Entries for pointing at named objects →

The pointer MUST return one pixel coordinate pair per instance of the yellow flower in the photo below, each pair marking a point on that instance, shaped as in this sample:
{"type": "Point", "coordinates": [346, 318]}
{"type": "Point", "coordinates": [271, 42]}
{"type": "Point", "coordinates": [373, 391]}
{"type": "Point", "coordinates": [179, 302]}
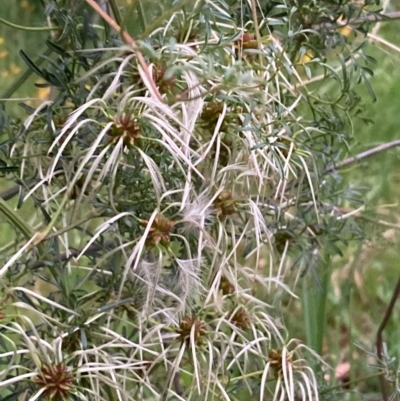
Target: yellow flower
{"type": "Point", "coordinates": [15, 69]}
{"type": "Point", "coordinates": [43, 93]}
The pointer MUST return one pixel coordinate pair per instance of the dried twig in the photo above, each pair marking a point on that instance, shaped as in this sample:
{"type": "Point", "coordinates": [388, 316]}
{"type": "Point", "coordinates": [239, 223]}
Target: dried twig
{"type": "Point", "coordinates": [379, 340]}
{"type": "Point", "coordinates": [362, 155]}
{"type": "Point", "coordinates": [129, 41]}
{"type": "Point", "coordinates": [358, 21]}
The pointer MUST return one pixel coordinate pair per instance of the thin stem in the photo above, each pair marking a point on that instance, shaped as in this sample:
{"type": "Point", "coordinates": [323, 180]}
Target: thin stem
{"type": "Point", "coordinates": [358, 21]}
{"type": "Point", "coordinates": [162, 17]}
{"type": "Point", "coordinates": [129, 41]}
{"type": "Point", "coordinates": [16, 220]}
{"type": "Point", "coordinates": [29, 28]}
{"type": "Point", "coordinates": [115, 11]}
{"type": "Point", "coordinates": [90, 251]}
{"type": "Point", "coordinates": [362, 155]}
{"type": "Point", "coordinates": [379, 334]}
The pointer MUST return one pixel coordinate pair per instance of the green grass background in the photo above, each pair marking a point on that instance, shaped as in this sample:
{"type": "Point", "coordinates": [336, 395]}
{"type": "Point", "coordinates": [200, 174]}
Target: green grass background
{"type": "Point", "coordinates": [360, 284]}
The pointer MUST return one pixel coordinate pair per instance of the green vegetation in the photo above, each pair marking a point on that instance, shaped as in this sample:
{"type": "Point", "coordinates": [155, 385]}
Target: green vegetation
{"type": "Point", "coordinates": [162, 207]}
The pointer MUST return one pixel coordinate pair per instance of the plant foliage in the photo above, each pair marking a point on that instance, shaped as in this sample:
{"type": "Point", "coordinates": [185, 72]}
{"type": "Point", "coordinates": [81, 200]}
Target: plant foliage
{"type": "Point", "coordinates": [160, 232]}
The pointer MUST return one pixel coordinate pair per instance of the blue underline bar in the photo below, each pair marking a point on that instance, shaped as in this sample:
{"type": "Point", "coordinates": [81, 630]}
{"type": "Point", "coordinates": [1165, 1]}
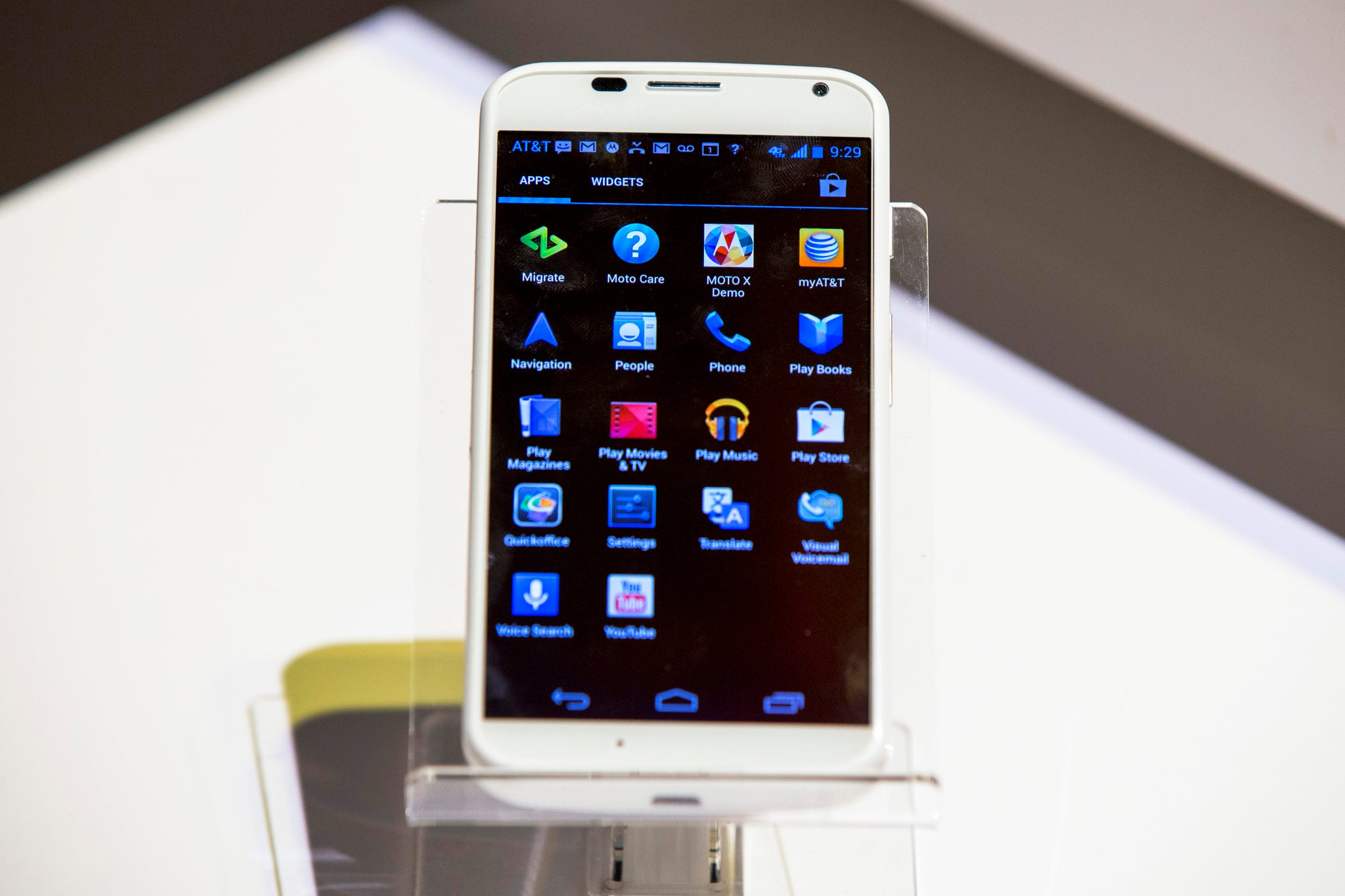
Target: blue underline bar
{"type": "Point", "coordinates": [549, 200]}
{"type": "Point", "coordinates": [553, 200]}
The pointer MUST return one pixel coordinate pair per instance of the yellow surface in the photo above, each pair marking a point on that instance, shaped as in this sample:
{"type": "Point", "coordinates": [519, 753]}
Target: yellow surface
{"type": "Point", "coordinates": [373, 676]}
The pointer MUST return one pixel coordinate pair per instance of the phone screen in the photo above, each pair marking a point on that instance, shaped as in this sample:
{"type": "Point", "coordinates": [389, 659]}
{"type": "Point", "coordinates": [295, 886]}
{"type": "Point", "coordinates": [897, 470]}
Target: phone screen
{"type": "Point", "coordinates": [680, 482]}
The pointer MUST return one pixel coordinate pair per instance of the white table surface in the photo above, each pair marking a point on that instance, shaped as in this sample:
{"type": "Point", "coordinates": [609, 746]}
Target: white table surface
{"type": "Point", "coordinates": [208, 467]}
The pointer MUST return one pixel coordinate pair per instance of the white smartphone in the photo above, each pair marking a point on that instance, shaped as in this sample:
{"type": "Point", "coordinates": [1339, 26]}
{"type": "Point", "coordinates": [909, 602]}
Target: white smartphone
{"type": "Point", "coordinates": [680, 412]}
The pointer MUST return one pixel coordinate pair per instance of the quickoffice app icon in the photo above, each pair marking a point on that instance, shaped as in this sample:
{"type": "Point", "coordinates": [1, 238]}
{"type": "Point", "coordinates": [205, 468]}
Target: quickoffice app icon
{"type": "Point", "coordinates": [635, 330]}
{"type": "Point", "coordinates": [542, 242]}
{"type": "Point", "coordinates": [536, 594]}
{"type": "Point", "coordinates": [630, 597]}
{"type": "Point", "coordinates": [634, 421]}
{"type": "Point", "coordinates": [631, 507]}
{"type": "Point", "coordinates": [537, 504]}
{"type": "Point", "coordinates": [728, 246]}
{"type": "Point", "coordinates": [821, 333]}
{"type": "Point", "coordinates": [821, 247]}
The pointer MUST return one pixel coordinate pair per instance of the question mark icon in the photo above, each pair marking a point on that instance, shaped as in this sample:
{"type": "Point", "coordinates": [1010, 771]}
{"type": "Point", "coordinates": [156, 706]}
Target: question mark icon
{"type": "Point", "coordinates": [635, 244]}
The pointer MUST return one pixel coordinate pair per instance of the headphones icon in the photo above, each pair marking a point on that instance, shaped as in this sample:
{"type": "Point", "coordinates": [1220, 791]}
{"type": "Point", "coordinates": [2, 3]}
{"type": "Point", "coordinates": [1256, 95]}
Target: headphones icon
{"type": "Point", "coordinates": [726, 426]}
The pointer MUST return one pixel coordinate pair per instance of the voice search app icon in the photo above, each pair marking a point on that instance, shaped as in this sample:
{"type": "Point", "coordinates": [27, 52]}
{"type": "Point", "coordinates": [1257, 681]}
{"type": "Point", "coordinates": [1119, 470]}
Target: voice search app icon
{"type": "Point", "coordinates": [537, 594]}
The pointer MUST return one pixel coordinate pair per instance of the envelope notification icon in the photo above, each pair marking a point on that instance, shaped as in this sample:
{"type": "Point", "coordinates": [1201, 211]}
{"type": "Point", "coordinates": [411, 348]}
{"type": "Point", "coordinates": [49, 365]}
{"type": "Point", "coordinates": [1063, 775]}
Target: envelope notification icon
{"type": "Point", "coordinates": [635, 419]}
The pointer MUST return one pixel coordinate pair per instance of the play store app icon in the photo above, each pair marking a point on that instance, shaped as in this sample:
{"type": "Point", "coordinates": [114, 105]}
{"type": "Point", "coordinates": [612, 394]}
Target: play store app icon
{"type": "Point", "coordinates": [820, 422]}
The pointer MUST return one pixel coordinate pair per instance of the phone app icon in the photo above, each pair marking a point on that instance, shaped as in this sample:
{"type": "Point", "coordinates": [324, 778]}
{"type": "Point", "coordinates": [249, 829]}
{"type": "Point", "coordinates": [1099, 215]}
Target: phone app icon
{"type": "Point", "coordinates": [540, 332]}
{"type": "Point", "coordinates": [820, 422]}
{"type": "Point", "coordinates": [537, 504]}
{"type": "Point", "coordinates": [636, 244]}
{"type": "Point", "coordinates": [728, 246]}
{"type": "Point", "coordinates": [726, 418]}
{"type": "Point", "coordinates": [635, 330]}
{"type": "Point", "coordinates": [631, 507]}
{"type": "Point", "coordinates": [739, 343]}
{"type": "Point", "coordinates": [542, 242]}
{"type": "Point", "coordinates": [821, 247]}
{"type": "Point", "coordinates": [536, 594]}
{"type": "Point", "coordinates": [635, 419]}
{"type": "Point", "coordinates": [630, 597]}
{"type": "Point", "coordinates": [722, 511]}
{"type": "Point", "coordinates": [821, 335]}
{"type": "Point", "coordinates": [821, 507]}
{"type": "Point", "coordinates": [540, 416]}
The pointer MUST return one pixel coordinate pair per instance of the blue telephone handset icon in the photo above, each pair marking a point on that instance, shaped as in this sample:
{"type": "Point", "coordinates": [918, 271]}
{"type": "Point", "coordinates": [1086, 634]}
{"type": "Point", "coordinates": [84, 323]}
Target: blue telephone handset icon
{"type": "Point", "coordinates": [716, 326]}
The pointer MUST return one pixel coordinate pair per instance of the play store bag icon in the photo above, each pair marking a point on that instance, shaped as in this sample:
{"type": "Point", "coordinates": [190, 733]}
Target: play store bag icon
{"type": "Point", "coordinates": [820, 422]}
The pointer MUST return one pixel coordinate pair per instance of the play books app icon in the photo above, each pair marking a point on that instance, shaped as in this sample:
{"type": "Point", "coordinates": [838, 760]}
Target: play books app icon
{"type": "Point", "coordinates": [635, 419]}
{"type": "Point", "coordinates": [540, 416]}
{"type": "Point", "coordinates": [821, 335]}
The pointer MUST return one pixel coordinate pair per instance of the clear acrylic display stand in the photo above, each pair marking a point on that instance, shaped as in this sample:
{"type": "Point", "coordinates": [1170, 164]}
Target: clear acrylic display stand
{"type": "Point", "coordinates": [697, 834]}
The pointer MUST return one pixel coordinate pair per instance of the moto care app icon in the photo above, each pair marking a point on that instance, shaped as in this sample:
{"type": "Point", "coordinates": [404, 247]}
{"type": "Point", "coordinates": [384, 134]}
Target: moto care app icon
{"type": "Point", "coordinates": [630, 597]}
{"type": "Point", "coordinates": [821, 247]}
{"type": "Point", "coordinates": [728, 246]}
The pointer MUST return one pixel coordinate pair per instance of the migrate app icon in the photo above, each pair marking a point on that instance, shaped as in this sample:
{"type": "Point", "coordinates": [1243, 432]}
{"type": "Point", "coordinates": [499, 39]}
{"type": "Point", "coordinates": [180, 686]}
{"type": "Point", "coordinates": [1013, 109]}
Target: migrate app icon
{"type": "Point", "coordinates": [542, 242]}
{"type": "Point", "coordinates": [536, 594]}
{"type": "Point", "coordinates": [728, 246]}
{"type": "Point", "coordinates": [820, 422]}
{"type": "Point", "coordinates": [630, 597]}
{"type": "Point", "coordinates": [631, 507]}
{"type": "Point", "coordinates": [635, 419]}
{"type": "Point", "coordinates": [718, 505]}
{"type": "Point", "coordinates": [636, 244]}
{"type": "Point", "coordinates": [635, 330]}
{"type": "Point", "coordinates": [739, 343]}
{"type": "Point", "coordinates": [821, 507]}
{"type": "Point", "coordinates": [821, 247]}
{"type": "Point", "coordinates": [726, 418]}
{"type": "Point", "coordinates": [537, 504]}
{"type": "Point", "coordinates": [821, 335]}
{"type": "Point", "coordinates": [541, 332]}
{"type": "Point", "coordinates": [540, 416]}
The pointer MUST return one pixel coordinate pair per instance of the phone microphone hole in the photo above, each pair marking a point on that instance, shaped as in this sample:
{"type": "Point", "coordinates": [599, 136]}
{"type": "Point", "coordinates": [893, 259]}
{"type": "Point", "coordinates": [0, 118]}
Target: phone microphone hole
{"type": "Point", "coordinates": [677, 800]}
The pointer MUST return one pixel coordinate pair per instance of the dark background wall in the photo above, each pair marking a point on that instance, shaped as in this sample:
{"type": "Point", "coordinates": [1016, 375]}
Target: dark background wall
{"type": "Point", "coordinates": [1207, 308]}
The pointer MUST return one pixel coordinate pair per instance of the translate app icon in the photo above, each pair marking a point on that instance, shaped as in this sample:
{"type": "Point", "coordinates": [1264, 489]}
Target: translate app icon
{"type": "Point", "coordinates": [537, 504]}
{"type": "Point", "coordinates": [821, 507]}
{"type": "Point", "coordinates": [821, 335]}
{"type": "Point", "coordinates": [717, 504]}
{"type": "Point", "coordinates": [536, 594]}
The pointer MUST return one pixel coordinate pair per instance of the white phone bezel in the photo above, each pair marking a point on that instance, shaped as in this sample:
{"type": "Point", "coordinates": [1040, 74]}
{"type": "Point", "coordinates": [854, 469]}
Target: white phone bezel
{"type": "Point", "coordinates": [752, 100]}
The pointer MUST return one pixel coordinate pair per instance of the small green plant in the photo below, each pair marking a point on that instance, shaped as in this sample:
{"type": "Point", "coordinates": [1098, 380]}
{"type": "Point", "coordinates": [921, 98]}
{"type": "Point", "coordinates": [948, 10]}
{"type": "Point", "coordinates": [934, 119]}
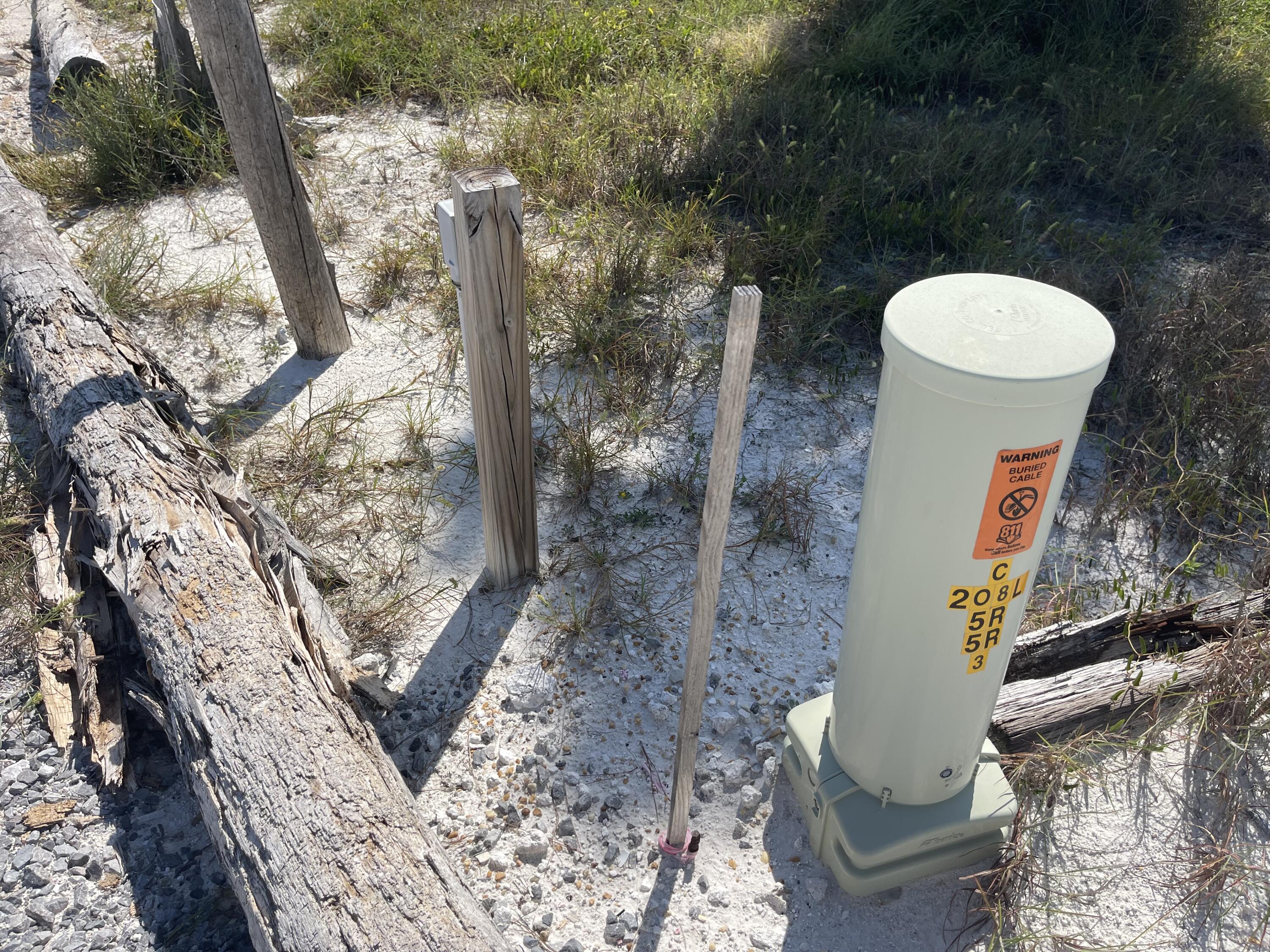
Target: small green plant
{"type": "Point", "coordinates": [682, 482]}
{"type": "Point", "coordinates": [1185, 409]}
{"type": "Point", "coordinates": [124, 264]}
{"type": "Point", "coordinates": [390, 267]}
{"type": "Point", "coordinates": [138, 138]}
{"type": "Point", "coordinates": [582, 446]}
{"type": "Point", "coordinates": [784, 507]}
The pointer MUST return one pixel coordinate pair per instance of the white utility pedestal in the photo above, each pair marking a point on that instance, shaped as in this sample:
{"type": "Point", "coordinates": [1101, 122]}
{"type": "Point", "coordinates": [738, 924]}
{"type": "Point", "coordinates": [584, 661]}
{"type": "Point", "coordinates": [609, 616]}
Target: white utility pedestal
{"type": "Point", "coordinates": [983, 394]}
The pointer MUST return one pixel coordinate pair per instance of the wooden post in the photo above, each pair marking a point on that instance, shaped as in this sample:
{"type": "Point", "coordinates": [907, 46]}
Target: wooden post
{"type": "Point", "coordinates": [317, 832]}
{"type": "Point", "coordinates": [738, 356]}
{"type": "Point", "coordinates": [176, 60]}
{"type": "Point", "coordinates": [235, 64]}
{"type": "Point", "coordinates": [488, 225]}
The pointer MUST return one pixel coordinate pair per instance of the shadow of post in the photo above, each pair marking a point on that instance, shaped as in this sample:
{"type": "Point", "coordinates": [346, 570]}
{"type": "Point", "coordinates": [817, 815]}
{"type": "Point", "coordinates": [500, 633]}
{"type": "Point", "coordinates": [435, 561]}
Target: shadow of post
{"type": "Point", "coordinates": [651, 926]}
{"type": "Point", "coordinates": [447, 680]}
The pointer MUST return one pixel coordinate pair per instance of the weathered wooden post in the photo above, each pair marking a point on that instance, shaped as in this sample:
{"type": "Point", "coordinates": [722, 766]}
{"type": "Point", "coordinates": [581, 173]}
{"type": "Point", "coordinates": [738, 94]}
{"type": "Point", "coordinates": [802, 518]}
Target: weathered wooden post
{"type": "Point", "coordinates": [488, 228]}
{"type": "Point", "coordinates": [738, 357]}
{"type": "Point", "coordinates": [244, 92]}
{"type": "Point", "coordinates": [176, 61]}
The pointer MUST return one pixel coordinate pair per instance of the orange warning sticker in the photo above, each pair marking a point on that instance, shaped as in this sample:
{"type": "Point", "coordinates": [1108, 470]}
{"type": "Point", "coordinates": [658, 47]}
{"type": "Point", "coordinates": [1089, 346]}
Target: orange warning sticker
{"type": "Point", "coordinates": [1016, 494]}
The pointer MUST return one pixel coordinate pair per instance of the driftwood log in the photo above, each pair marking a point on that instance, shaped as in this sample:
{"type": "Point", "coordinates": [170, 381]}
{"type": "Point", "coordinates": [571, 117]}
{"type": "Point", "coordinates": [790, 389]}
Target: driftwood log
{"type": "Point", "coordinates": [1085, 674]}
{"type": "Point", "coordinates": [1126, 634]}
{"type": "Point", "coordinates": [65, 46]}
{"type": "Point", "coordinates": [1047, 709]}
{"type": "Point", "coordinates": [310, 818]}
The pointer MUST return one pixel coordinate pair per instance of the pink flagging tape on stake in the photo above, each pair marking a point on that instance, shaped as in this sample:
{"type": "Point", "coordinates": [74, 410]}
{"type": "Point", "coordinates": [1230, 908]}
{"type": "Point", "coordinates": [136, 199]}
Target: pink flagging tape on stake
{"type": "Point", "coordinates": [686, 853]}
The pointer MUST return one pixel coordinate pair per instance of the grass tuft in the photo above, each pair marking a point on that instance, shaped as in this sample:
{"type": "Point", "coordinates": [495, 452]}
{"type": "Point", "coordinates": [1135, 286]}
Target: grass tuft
{"type": "Point", "coordinates": [136, 138]}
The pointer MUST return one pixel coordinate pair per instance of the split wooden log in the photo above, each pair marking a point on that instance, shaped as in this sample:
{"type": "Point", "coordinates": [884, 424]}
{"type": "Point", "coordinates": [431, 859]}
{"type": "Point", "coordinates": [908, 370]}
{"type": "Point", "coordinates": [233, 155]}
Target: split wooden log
{"type": "Point", "coordinates": [1123, 634]}
{"type": "Point", "coordinates": [1093, 696]}
{"type": "Point", "coordinates": [65, 46]}
{"type": "Point", "coordinates": [310, 818]}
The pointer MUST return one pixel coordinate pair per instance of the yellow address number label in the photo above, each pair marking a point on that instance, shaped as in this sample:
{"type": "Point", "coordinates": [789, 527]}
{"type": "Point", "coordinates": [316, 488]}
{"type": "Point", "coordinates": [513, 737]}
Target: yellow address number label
{"type": "Point", "coordinates": [985, 608]}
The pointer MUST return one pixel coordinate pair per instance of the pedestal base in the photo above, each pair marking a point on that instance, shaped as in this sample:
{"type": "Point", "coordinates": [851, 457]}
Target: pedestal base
{"type": "Point", "coordinates": [873, 848]}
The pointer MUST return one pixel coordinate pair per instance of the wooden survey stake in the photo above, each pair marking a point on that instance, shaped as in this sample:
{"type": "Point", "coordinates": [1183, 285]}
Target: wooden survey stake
{"type": "Point", "coordinates": [738, 357]}
{"type": "Point", "coordinates": [488, 228]}
{"type": "Point", "coordinates": [267, 167]}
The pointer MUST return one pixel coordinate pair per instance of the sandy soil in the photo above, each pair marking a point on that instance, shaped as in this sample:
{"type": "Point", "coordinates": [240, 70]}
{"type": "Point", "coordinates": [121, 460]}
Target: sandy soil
{"type": "Point", "coordinates": [600, 729]}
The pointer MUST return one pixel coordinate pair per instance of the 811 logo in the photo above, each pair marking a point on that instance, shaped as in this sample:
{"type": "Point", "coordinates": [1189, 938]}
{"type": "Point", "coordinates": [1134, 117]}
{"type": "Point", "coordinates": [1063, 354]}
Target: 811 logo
{"type": "Point", "coordinates": [985, 608]}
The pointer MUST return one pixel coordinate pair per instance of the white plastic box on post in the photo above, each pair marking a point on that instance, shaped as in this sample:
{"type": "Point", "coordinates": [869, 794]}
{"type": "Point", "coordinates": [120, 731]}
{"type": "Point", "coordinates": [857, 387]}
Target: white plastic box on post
{"type": "Point", "coordinates": [985, 389]}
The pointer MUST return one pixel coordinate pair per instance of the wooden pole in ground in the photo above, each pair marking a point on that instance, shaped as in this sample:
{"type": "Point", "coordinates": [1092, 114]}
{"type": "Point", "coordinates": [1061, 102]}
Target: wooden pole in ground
{"type": "Point", "coordinates": [488, 226]}
{"type": "Point", "coordinates": [235, 64]}
{"type": "Point", "coordinates": [738, 357]}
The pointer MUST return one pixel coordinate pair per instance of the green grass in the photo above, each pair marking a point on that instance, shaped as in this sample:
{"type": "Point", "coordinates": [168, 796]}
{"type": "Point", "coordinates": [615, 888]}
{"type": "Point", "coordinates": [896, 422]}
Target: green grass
{"type": "Point", "coordinates": [832, 153]}
{"type": "Point", "coordinates": [126, 138]}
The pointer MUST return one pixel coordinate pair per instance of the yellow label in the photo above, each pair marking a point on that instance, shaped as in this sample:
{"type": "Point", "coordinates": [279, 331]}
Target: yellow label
{"type": "Point", "coordinates": [985, 608]}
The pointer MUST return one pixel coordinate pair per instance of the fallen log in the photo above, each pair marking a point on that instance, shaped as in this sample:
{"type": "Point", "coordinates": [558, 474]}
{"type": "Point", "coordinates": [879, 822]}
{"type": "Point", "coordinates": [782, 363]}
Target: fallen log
{"type": "Point", "coordinates": [1049, 707]}
{"type": "Point", "coordinates": [65, 46]}
{"type": "Point", "coordinates": [1124, 634]}
{"type": "Point", "coordinates": [310, 818]}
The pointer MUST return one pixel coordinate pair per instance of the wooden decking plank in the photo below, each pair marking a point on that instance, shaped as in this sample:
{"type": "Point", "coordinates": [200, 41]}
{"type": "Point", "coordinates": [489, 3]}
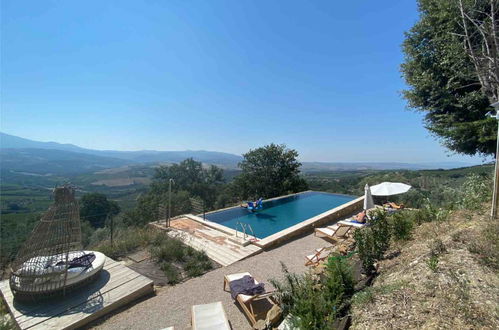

Instructions for the task →
Reproduce the entries from their first line up to and including the line that contains "Target: yellow flower", keeping every character unchanged. Omit the picture from your answer.

Worked answer →
The pointer MUST return one pixel coordinate pair per instance of the yellow flower in the photo below, each pair marking a point on that instance, shaped as in this sample:
{"type": "Point", "coordinates": [346, 318]}
{"type": "Point", "coordinates": [271, 42]}
{"type": "Point", "coordinates": [373, 391]}
{"type": "Point", "coordinates": [179, 302]}
Target: yellow flower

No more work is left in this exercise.